═════ Document text
We are often interested not just in the probability that a random variable \(X\) takes one particular value \(k\), but a value within a range. From a probability mass function \(f(k)=Pr[X=k]\) we can define a cumulative distribution function (cdf) \(F(k)\). \[F(k) = Pr[X \leq k] = \sum_{x \leq k}Pr[X=x]\] (we can just add up these probabilities since they are disjoint events).

3.5.2.3 CDF example

For example, we can expand the pmf from the previous example to a cdf.

\(k\)	0	1	2	3	4
\(Pr[X=k]\)	.10	.15	.20	.30	.25
\(F(k)\)	.10	.25	.45	.76	1.0

Notice that the cdf increases (technically it is “non-decreasing”) as \(k\) increases, going from 0 to 1 and no higher. While the table above only gives cdf values for integers, it is technically a step function defined for all real numbers. The cdf would be 0 for any value \(k\) lower than the lowest possible value of \(X\).

3.6 Expectation

Before we continue with more random variables, let’s take a pause to discuss one more important probability concept: expectation. You will hopefully recall from previous courses in probability and/or statistics the notion of expectation of a random variable.

Expectation: long-run averages

The expectation of a random variable \(X\), which we write \(\mathbb{E} X\), is the “long-run average” of the random variable.

What we would see on average if we observed many realizations of \(X\).

That is, we observe \(X_1,X_2,\dots,X_n\), and consider their average, \(\bar{X} = n^{-1} \sum_{i=1}^n X_i\).

3.6.1 Expected value and the Law of Large Numbers (first peek)

The law of large numbers (LLN) states that in a certain sense, as \(n\) gets large, \(\bar{X}\) gets very close to \(\mathbb{E} X\).

We would like to say something like \[ \lim_{n \rightarrow \infty} \frac{1}{n} \sum_{i=1}^n X_i = \mathbb{E} X. \] But \(n^{-1} \sum_i X_i\) is a random sum, so how can we take a limit?

Roughly speaking, for \(n\) large, with high probability, \(\bar{X}\) is close to \(\mathbb{E}\).

3.6.2 Expectation: formal definition

More formally, if \(X\) is a discrete random variable, we define its expectation to be \[ \mathbb{E} X = \sum_k k \Pr[ X = k], \] where the sum is over all \(k\) such that \(\Pr[ X=k ] > 0\).

Note that this set could be finite or infinite.
If the set is infinite, the sum might not converge, in which case we say that the expectation is either infinite or doesn’t exist. But that won’t be an issue this semester.

Question: can you see how this definition is indeed like the “average behavior” of \(X\)?

3.6.3 Example: Calculating Expectation

Calculate the expected value of the random variable \(X\) with the pmf

\(k\)	0	1	2	3	4
\(Pr[X=k]\)	.10	.15	.20	.30	.25

3.6.4 LLN Important take-away

The law of large numbers says that if we take the average of a bunch of independent RVs, the average will be close to the expected value.

Sometimes it’s hard to compute the expected value exactly (e.g., because the math is hard– not all sums are nice!)
This is where Monte Carlo methods come in– instead of trying to compute the expectation exactly, we just generate lots of RVs and take their average!
If we generate enough RVs, the LLN says we can get as close as we want.
We’ll have lots to say about this in our lectures on Monte Carlo methods next week.
══════════
▸ What is being asked
Copy out everything in the probability text from "Calculate the expected" down to "the expected value.", word for word.
═════ Dataset
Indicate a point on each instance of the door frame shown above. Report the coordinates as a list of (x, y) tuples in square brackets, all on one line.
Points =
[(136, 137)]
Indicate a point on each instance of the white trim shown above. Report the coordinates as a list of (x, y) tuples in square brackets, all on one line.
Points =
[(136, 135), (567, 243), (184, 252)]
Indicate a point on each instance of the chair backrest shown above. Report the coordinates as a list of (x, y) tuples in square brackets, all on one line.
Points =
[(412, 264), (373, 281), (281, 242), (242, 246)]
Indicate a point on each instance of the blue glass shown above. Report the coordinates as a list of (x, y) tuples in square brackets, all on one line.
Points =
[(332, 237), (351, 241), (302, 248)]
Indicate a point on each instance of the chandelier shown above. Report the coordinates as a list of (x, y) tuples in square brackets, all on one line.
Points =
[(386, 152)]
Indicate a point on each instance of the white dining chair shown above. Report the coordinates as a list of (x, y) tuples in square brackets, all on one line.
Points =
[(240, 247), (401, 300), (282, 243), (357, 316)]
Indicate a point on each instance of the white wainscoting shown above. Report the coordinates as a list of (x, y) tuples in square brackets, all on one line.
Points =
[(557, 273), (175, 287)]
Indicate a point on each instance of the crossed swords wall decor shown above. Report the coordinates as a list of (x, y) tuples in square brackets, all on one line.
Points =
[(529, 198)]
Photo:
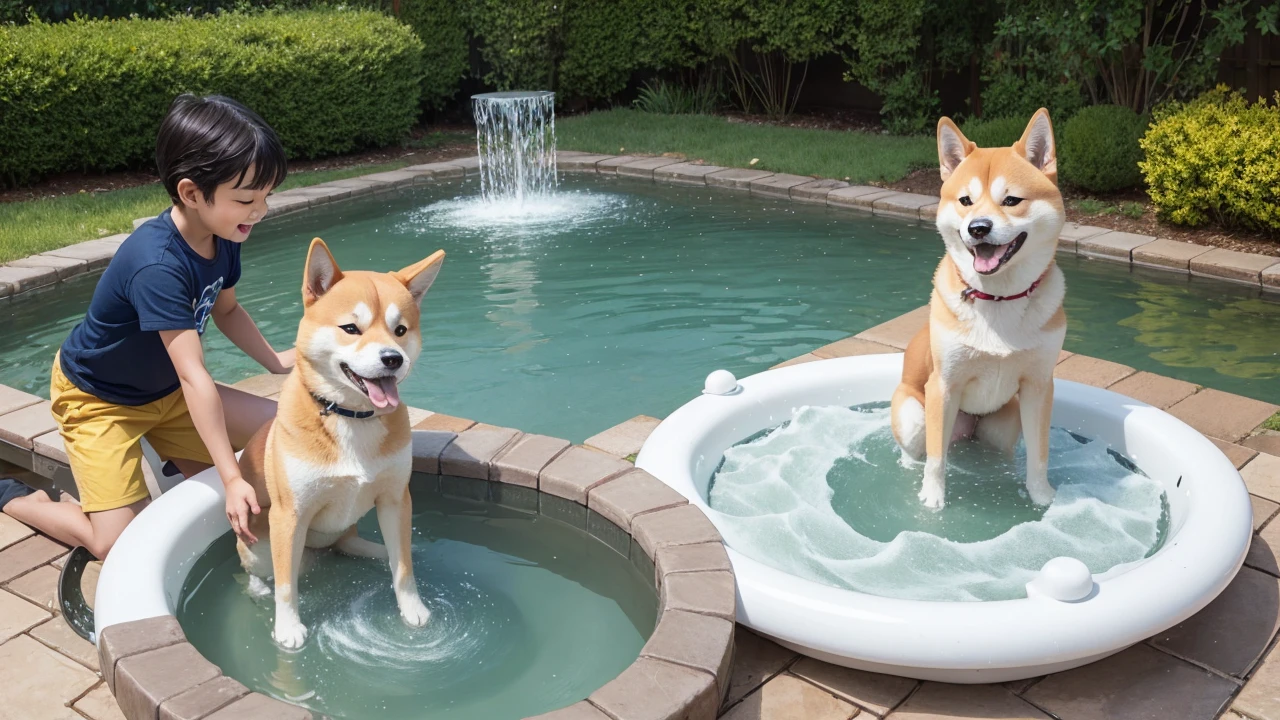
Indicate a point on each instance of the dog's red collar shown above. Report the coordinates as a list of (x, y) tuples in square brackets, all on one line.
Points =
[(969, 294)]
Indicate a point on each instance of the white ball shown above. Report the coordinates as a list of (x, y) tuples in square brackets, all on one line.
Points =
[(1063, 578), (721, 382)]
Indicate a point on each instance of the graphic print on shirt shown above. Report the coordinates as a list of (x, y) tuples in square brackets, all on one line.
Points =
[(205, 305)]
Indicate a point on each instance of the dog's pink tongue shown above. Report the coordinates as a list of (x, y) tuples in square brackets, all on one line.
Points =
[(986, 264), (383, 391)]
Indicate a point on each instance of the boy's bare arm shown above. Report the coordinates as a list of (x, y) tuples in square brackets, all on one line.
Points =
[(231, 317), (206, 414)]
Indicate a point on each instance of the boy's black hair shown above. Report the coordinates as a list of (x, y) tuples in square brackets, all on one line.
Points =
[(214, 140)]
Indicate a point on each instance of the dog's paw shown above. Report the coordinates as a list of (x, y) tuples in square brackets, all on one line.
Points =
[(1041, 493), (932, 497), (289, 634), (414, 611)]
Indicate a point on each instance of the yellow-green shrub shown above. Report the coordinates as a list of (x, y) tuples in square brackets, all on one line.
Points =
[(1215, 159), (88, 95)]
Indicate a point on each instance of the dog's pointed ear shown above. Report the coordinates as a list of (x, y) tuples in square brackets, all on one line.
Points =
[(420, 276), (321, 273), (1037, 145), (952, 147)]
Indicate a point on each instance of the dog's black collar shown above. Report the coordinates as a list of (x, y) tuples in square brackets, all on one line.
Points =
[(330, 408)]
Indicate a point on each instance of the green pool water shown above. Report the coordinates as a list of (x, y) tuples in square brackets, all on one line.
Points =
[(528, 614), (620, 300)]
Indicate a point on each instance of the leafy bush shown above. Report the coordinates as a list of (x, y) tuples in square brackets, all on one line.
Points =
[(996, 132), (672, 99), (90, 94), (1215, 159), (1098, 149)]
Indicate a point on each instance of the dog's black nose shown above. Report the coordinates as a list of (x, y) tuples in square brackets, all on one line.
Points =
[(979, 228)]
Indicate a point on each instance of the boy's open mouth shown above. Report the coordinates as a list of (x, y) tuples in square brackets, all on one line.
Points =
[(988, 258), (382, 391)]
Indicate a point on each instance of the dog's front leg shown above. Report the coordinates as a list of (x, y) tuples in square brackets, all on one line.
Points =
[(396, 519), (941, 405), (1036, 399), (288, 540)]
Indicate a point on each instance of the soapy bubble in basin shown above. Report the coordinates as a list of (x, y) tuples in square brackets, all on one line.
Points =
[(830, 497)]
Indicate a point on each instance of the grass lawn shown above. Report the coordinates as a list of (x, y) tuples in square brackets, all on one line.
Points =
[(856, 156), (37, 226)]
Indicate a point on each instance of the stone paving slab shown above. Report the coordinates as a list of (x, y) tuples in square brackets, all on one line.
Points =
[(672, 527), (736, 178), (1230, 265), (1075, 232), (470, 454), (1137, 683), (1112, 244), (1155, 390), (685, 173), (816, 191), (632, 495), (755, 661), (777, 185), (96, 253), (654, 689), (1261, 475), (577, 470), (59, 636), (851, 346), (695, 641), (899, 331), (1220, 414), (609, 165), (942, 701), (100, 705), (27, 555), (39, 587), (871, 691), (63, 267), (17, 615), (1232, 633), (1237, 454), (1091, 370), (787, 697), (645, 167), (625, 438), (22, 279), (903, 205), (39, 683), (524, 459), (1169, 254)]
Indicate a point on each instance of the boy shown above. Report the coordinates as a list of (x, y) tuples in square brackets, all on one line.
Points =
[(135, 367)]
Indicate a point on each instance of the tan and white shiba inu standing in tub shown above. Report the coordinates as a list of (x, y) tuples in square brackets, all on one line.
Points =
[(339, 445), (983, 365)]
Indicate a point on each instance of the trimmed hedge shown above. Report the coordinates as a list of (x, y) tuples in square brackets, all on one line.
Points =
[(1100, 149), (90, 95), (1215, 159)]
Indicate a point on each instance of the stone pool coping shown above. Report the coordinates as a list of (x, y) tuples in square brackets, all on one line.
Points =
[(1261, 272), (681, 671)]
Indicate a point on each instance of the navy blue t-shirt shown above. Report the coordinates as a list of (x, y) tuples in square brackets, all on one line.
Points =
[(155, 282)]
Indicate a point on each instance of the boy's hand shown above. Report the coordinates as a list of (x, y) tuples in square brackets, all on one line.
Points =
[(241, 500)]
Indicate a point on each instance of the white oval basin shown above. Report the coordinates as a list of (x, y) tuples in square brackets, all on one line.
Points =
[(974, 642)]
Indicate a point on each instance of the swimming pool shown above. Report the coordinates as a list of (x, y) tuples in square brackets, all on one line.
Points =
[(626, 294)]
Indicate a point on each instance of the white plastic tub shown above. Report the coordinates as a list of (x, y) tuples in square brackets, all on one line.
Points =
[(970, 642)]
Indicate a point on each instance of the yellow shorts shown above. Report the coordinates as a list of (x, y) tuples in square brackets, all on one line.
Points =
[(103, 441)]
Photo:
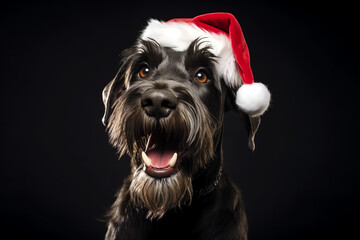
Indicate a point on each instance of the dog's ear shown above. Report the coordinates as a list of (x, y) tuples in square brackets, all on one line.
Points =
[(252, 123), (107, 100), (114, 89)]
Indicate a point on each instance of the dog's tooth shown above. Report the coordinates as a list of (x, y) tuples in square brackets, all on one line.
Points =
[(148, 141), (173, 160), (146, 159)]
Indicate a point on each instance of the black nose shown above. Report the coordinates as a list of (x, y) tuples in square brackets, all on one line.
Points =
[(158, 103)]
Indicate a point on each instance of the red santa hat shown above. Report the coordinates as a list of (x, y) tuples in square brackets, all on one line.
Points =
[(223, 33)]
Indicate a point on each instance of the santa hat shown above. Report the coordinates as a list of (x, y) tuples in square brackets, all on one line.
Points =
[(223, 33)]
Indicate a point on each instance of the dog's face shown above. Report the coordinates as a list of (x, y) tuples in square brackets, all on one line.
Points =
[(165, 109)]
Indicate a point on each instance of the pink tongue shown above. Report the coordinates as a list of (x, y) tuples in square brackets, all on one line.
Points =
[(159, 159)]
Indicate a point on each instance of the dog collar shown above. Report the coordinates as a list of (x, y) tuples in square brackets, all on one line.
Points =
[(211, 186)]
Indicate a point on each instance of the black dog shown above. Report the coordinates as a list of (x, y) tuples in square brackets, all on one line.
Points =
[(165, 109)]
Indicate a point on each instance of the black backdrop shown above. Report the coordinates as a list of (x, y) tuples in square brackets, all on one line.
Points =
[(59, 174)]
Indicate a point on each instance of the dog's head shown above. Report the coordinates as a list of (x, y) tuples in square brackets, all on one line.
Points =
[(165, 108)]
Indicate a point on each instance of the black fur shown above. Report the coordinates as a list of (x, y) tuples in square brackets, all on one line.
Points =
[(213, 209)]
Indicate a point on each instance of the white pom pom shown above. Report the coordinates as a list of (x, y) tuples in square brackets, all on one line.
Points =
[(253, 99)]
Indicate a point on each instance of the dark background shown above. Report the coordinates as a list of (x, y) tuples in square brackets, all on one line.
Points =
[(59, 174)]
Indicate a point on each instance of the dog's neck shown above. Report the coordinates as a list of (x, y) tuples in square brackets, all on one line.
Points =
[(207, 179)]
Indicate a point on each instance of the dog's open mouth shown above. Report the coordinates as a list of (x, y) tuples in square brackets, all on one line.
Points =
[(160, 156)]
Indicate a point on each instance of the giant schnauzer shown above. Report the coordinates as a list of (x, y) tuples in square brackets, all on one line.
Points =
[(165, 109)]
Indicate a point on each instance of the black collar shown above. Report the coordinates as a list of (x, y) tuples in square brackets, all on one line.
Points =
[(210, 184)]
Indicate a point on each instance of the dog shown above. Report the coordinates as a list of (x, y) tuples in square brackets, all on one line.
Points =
══════════
▸ Output of the task
Calculate the expected value of the random variable \(X\) with the pmf

\(k\)	0	1	2	3	4
\(Pr[X=k]\)	.10	.15	.20	.30	.25

3.6.4 LLN Important take-away

The law of large numbers says that if we take the average of a bunch of independent RVs, the average will be close to the expected value.